━━━ Available data

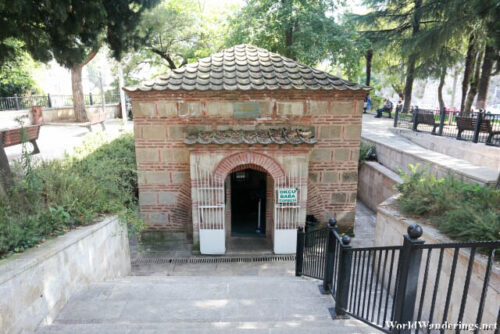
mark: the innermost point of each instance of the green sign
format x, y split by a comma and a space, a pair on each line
287, 195
246, 109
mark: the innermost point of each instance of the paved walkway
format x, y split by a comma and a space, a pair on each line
226, 304
56, 140
377, 130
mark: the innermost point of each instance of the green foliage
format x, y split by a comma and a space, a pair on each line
70, 30
366, 152
301, 30
462, 211
15, 73
54, 196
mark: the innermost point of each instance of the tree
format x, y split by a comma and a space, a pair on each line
300, 30
72, 31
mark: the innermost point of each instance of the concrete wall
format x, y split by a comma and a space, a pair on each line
35, 285
376, 184
162, 119
394, 157
478, 154
390, 228
8, 118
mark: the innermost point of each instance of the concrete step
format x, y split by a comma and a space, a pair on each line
194, 304
304, 327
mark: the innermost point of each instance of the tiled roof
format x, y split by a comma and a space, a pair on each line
250, 137
246, 67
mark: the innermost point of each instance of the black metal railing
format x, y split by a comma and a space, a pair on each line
477, 127
390, 287
53, 101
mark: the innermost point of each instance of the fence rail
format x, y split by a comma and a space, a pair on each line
52, 101
392, 286
482, 127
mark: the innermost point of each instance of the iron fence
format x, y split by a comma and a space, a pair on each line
477, 127
408, 288
53, 101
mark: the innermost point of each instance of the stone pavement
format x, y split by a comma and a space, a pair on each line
188, 304
56, 140
402, 151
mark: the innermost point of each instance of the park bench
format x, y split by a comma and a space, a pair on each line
11, 137
95, 119
469, 124
426, 118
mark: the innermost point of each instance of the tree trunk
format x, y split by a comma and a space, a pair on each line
410, 74
484, 81
77, 89
368, 57
440, 89
5, 179
469, 68
78, 100
474, 85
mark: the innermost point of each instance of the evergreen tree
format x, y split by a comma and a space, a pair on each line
71, 32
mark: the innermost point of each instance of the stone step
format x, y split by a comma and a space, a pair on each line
269, 327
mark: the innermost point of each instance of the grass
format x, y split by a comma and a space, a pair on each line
464, 212
49, 198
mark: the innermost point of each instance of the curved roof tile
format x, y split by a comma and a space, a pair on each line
246, 67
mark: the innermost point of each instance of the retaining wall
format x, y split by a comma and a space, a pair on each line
376, 184
35, 285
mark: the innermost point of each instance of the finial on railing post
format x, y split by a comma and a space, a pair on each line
300, 250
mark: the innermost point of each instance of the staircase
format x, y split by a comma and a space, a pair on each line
194, 304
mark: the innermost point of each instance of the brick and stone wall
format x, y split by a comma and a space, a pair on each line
163, 118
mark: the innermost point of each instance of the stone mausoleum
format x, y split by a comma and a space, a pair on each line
244, 144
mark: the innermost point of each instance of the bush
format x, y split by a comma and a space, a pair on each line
366, 152
461, 211
52, 197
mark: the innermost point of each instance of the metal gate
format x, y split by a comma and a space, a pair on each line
210, 201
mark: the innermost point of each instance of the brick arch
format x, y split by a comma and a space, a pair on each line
243, 160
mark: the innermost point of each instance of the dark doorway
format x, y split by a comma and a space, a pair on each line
248, 188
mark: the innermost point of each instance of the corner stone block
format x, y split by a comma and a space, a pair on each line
353, 131
156, 177
343, 108
350, 177
158, 218
330, 177
147, 198
167, 197
143, 109
321, 155
339, 198
176, 132
175, 155
318, 107
224, 109
190, 109
341, 154
290, 108
166, 109
147, 155
330, 131
156, 132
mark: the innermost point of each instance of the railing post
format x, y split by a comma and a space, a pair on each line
441, 121
16, 100
396, 117
408, 269
299, 257
415, 119
343, 278
331, 243
475, 138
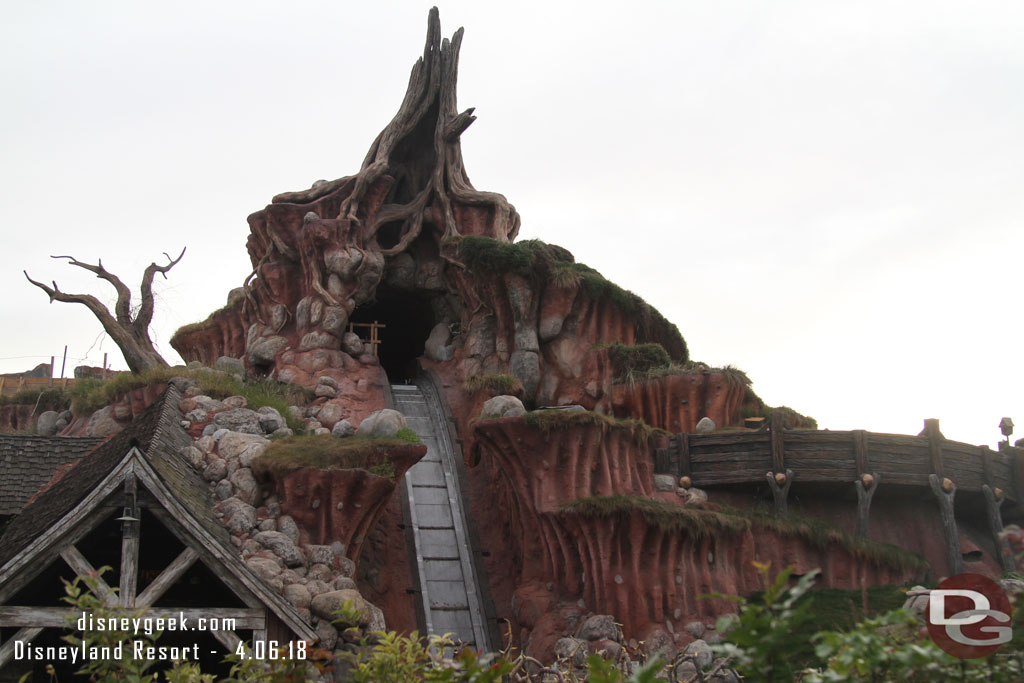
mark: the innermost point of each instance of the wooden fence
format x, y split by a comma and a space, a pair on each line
777, 457
11, 385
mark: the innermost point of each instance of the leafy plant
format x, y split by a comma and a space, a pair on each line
759, 638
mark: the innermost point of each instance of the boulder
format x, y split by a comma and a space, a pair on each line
239, 420
436, 346
343, 428
706, 425
326, 606
598, 627
281, 546
102, 423
503, 407
382, 423
351, 344
269, 419
226, 364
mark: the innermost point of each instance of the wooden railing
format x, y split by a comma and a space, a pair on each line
778, 457
11, 385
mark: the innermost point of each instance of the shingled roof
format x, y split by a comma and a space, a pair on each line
150, 447
28, 462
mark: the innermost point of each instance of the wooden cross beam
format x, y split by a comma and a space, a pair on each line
375, 339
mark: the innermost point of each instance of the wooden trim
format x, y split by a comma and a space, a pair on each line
79, 521
46, 617
7, 649
77, 561
167, 578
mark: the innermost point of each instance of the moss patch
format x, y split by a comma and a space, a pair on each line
42, 398
697, 522
499, 384
555, 419
329, 453
91, 394
540, 262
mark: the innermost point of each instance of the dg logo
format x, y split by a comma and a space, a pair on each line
969, 615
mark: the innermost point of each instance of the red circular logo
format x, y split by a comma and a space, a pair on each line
969, 615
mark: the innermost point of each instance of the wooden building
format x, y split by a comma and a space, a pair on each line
134, 504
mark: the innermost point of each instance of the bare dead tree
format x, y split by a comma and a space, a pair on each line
131, 334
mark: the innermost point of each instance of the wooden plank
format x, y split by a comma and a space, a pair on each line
167, 578
7, 649
76, 560
46, 617
129, 546
860, 451
228, 639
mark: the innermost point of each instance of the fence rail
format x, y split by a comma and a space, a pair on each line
11, 385
864, 460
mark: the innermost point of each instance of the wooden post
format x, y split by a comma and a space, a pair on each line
866, 484
779, 484
684, 456
129, 544
934, 445
993, 500
945, 491
777, 446
860, 451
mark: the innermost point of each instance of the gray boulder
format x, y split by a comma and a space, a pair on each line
269, 419
226, 364
46, 425
503, 407
281, 546
343, 428
706, 425
382, 423
437, 347
239, 420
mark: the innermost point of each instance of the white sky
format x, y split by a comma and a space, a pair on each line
825, 195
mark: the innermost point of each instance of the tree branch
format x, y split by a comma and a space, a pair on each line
144, 316
122, 308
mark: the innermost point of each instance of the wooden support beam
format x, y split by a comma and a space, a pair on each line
935, 439
993, 500
775, 426
170, 574
779, 484
129, 544
945, 491
685, 469
866, 485
228, 639
7, 649
860, 451
83, 567
56, 617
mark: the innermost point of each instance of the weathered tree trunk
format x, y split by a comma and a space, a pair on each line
130, 334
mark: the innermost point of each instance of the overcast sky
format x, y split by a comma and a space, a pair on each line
825, 195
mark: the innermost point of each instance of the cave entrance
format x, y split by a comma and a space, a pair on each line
407, 319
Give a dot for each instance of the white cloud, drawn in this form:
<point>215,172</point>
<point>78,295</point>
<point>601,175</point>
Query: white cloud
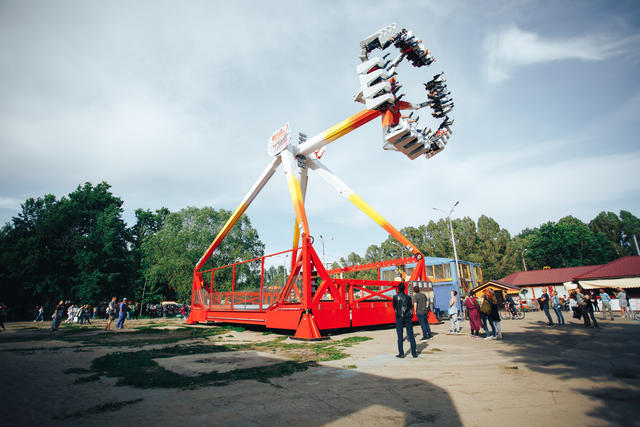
<point>513,47</point>
<point>9,203</point>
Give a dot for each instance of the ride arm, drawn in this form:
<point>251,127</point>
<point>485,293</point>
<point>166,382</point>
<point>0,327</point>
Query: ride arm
<point>304,179</point>
<point>348,193</point>
<point>244,204</point>
<point>344,127</point>
<point>289,164</point>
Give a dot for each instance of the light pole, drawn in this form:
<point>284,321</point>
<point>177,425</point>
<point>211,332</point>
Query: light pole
<point>401,248</point>
<point>324,258</point>
<point>453,241</point>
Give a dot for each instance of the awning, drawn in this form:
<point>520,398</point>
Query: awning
<point>624,282</point>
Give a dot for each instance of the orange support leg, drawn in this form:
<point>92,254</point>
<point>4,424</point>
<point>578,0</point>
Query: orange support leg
<point>308,330</point>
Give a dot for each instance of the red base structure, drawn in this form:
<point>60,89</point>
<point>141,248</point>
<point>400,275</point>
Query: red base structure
<point>309,302</point>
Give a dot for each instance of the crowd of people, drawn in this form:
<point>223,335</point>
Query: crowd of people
<point>483,311</point>
<point>122,311</point>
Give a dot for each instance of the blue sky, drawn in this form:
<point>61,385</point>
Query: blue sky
<point>173,102</point>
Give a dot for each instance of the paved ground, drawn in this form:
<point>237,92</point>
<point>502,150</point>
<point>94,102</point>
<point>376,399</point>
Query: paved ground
<point>537,375</point>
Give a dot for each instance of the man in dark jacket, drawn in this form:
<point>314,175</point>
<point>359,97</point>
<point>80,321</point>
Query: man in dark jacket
<point>402,307</point>
<point>544,305</point>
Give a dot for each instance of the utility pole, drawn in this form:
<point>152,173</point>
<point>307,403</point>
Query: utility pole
<point>453,241</point>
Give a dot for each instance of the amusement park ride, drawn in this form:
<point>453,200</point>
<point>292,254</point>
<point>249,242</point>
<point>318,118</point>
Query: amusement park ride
<point>312,298</point>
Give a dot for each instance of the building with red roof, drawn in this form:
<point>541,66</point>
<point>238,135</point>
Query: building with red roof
<point>621,273</point>
<point>551,279</point>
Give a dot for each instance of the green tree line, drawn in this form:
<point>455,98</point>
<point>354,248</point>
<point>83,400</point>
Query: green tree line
<point>79,248</point>
<point>568,242</point>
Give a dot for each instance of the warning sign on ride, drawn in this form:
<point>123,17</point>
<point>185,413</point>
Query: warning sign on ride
<point>279,140</point>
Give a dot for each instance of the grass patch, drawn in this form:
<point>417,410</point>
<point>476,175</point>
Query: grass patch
<point>139,369</point>
<point>88,379</point>
<point>76,371</point>
<point>98,409</point>
<point>623,374</point>
<point>145,336</point>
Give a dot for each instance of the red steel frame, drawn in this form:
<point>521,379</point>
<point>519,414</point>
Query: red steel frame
<point>333,303</point>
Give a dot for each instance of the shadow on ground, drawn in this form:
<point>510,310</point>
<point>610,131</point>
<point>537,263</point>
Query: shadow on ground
<point>607,355</point>
<point>313,395</point>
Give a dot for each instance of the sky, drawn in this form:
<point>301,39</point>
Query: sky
<point>172,103</point>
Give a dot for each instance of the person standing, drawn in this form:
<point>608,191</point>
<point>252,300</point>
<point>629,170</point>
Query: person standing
<point>40,315</point>
<point>557,307</point>
<point>485,315</point>
<point>3,315</point>
<point>594,301</point>
<point>87,314</point>
<point>453,313</point>
<point>544,305</point>
<point>589,311</point>
<point>122,313</point>
<point>581,304</point>
<point>606,304</point>
<point>420,306</point>
<point>474,315</point>
<point>402,308</point>
<point>624,304</point>
<point>58,314</point>
<point>495,315</point>
<point>511,305</point>
<point>111,313</point>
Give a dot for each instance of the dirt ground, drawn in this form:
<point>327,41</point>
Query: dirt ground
<point>537,375</point>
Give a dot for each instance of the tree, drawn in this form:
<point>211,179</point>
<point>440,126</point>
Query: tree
<point>495,252</point>
<point>147,224</point>
<point>169,256</point>
<point>74,248</point>
<point>567,243</point>
<point>630,225</point>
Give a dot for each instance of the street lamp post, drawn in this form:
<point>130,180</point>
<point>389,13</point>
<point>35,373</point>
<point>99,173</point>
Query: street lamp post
<point>453,241</point>
<point>324,258</point>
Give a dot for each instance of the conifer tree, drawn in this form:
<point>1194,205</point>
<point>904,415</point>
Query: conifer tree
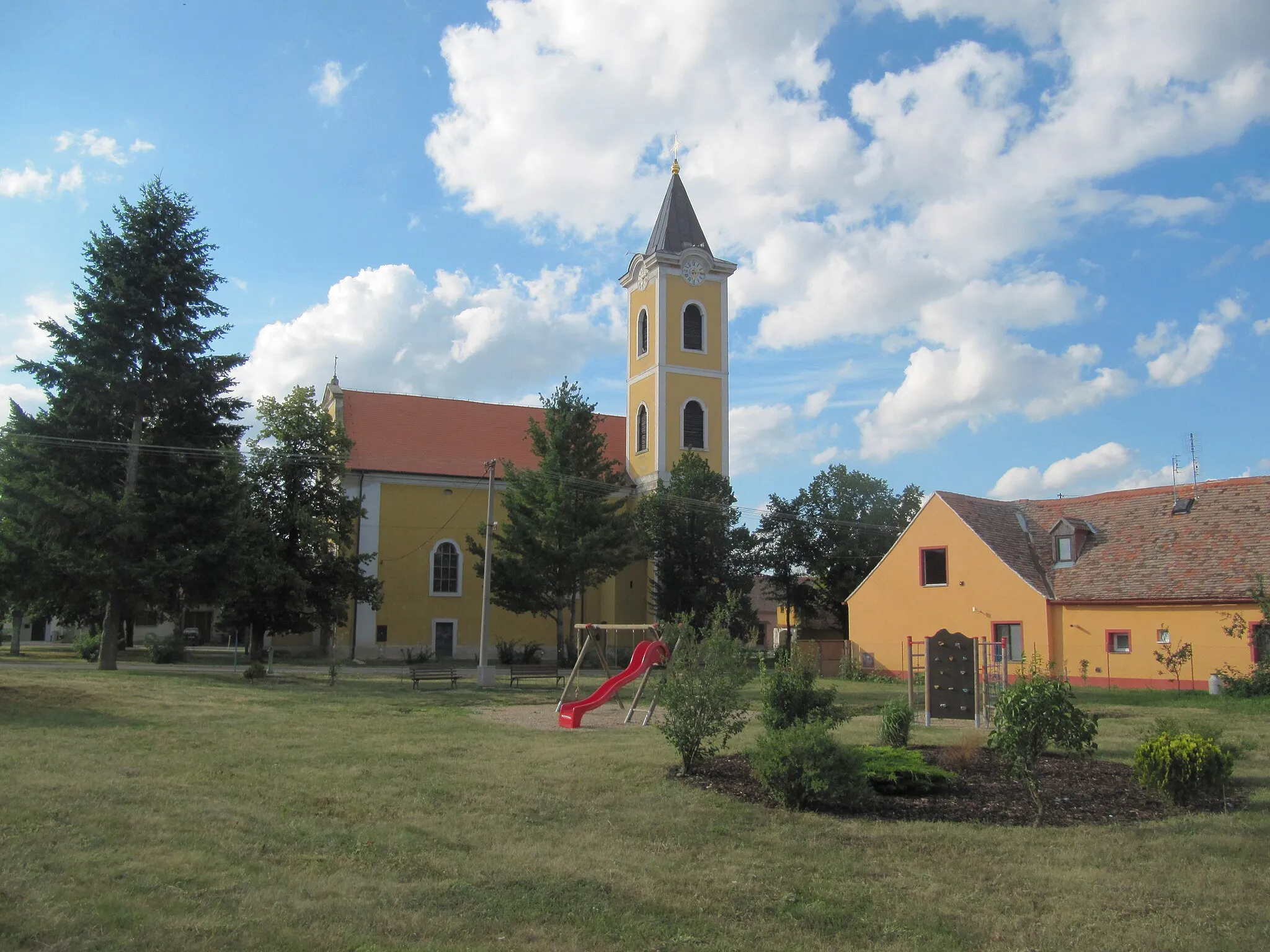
<point>122,479</point>
<point>567,527</point>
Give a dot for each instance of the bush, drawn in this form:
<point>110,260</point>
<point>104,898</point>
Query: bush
<point>897,723</point>
<point>1032,714</point>
<point>167,650</point>
<point>894,771</point>
<point>89,646</point>
<point>700,694</point>
<point>1183,765</point>
<point>803,765</point>
<point>790,697</point>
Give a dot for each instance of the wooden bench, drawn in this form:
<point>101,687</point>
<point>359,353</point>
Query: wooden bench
<point>418,674</point>
<point>521,672</point>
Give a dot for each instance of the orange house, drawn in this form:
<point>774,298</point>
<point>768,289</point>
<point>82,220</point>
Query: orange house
<point>1098,586</point>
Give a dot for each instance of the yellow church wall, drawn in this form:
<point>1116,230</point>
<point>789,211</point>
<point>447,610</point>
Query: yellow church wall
<point>892,604</point>
<point>681,387</point>
<point>678,294</point>
<point>643,391</point>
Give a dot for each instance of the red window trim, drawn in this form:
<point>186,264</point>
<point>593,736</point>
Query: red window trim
<point>1119,631</point>
<point>921,566</point>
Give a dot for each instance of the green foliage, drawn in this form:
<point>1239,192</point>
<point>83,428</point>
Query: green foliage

━━━━━━

Task prompt: Looking at the records above, count the lines with the word "stone" in them; reply with the number only.

Expected answer: 5